→ Page text
Dirichlet Process and Mixture Models
The Dirichlet process is a prior over distributions whose discreteness makes it a natural basis for mixture models that infer the number of clusters from the data.
Definition
The Dirichlet process is a stochastic process whose realizations are probability measures; a Dirichlet process mixture model convolves these discrete random measures with a kernel, yielding a mixture with a random, data-determined number of components.
Scope
This topic covers the Dirichlet process and its concentration parameter and base measure, the Polya urn and Chinese restaurant process representations, the clustering they induce, and the Dirichlet process mixture model used for density estimation and clustering with an unbounded number of components.
Core questions
- What are the concentration parameter and base measure of a Dirichlet process?
- How do the Polya urn and Chinese restaurant process describe its clustering?
- How does a Dirichlet process mixture infer the number of clusters?
- How is posterior inference for these models carried out?

→ Records provided

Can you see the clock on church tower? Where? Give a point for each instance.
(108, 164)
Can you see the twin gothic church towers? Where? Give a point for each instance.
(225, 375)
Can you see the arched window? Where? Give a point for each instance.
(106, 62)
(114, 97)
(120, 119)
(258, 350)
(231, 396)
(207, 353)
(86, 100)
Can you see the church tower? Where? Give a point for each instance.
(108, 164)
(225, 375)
--
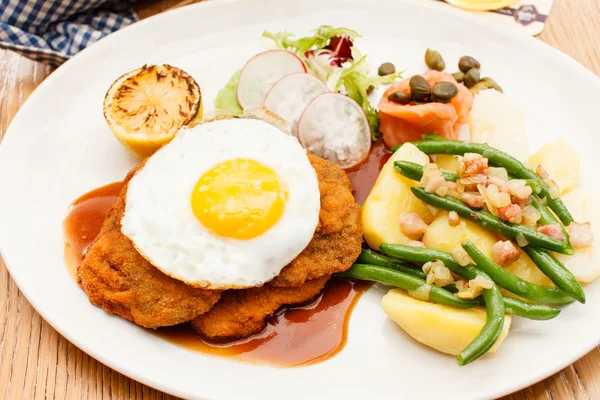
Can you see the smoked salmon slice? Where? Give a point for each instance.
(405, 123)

→ Brief 1
In the Dirichlet process page, what does a Dirichlet process mixture model convolve its discrete random measures with?
→ Brief 2
Write the next part of the Dirichlet process page, picking up after its final line.
The records have nothing to do with the Dirichlet process page and can be left aside.

→ Response box 1
A kernel.

→ Response box 2
Key concepts
- Dirichlet process
- concentration parameter
- base measure
- Chinese restaurant process
- Polya urn scheme
- infinite mixture model
- clustering
Key theories
- Dirichlet process
- Ferguson defined the Dirichlet process so that its values on any finite partition are Dirichlet-distributed, giving a conjugate, almost-surely discrete prior over distributions.
- Dirichlet process mixtures
- Mixing a continuous kernel over a Dirichlet-process-distributed measure yields flexible density estimates and clustering with an unbounded number of components, with inference via Gibbs sampling.
Clinical relevance
Dirichlet process mixtures perform model-based clustering and density estimation without fixing the number of groups, which is valuable in genomics, population subtyping, and other settings where the number of clusters is unknown.
History
Ferguson defined the Dirichlet process in 1973 and Antoniak introduced mixtures of Dirichlet processes in 1974. Escobar and West's 1995 Gibbs-sampling approach made Dirichlet process mixtures a practical tool for density estimation and clustering.
Debates
- Sensitivity to the concentration parameter
- The number of inferred clusters depends on the concentration parameter and the base measure, so prior choices materially affect clustering conclusions and must be handled carefully.
Key figures
- Thomas Ferguson
- Charles Antoniak
- Michael Escobar
- Mike West
Related topics
Seminal works
- ferguson1973
- escobar1995
Frequently asked questions
- How does a Dirichlet process mixture decide how many clusters there are?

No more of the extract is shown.